# [PROBLEM DETAILS]
Copy, word for word, the lines of the listing below, starting with the line that contains "task | put a marker on each instance of the small" and running through the end of the listing, both ends included.

Records from a collection:
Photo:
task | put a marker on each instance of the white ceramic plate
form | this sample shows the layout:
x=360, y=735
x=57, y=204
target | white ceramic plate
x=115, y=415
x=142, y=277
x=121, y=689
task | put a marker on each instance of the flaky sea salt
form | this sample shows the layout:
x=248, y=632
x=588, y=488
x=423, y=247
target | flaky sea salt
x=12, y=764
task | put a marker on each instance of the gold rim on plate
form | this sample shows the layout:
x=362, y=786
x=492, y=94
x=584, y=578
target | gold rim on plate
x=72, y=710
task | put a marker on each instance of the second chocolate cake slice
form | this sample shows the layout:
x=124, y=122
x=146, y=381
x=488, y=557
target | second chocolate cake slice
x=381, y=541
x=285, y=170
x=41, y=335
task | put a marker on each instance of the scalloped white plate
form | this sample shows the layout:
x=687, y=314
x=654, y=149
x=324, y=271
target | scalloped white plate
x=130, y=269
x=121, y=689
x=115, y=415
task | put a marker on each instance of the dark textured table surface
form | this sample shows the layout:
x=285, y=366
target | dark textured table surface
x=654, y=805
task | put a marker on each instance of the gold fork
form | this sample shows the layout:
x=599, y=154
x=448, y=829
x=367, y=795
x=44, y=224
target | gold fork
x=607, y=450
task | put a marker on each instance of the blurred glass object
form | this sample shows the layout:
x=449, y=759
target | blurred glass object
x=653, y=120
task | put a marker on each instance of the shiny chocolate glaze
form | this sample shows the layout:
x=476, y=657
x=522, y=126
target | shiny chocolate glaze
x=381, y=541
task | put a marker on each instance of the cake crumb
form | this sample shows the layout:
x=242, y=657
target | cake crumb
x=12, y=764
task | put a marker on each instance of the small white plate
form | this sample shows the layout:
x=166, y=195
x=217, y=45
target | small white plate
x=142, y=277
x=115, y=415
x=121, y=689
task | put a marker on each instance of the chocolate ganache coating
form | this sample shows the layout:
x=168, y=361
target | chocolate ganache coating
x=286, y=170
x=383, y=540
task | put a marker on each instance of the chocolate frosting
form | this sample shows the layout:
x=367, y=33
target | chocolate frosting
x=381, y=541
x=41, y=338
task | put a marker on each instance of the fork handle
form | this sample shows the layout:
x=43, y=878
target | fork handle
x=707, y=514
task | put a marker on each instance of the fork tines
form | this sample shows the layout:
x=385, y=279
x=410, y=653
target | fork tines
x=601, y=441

# [THE RESULT]
task | put a marker on each instance of the small white plate
form | this sample shows the layout:
x=166, y=195
x=217, y=45
target | small white plate
x=142, y=277
x=115, y=415
x=121, y=689
task | put a marker on each instance of the chocolate ganache coating
form | this sample shows the layout:
x=168, y=361
target | chocolate ganache coating
x=286, y=170
x=383, y=540
task | put a marker on each instance of the chocolate frosting
form | this sample shows the layout:
x=367, y=33
target | chocolate frosting
x=381, y=541
x=41, y=338
task | put a marker on each instance of the fork handle
form | this sample shows the layout:
x=43, y=878
target | fork handle
x=707, y=514
task | put a marker on each instance of the fork tines
form | this sample shows the layout:
x=385, y=279
x=410, y=653
target | fork tines
x=601, y=441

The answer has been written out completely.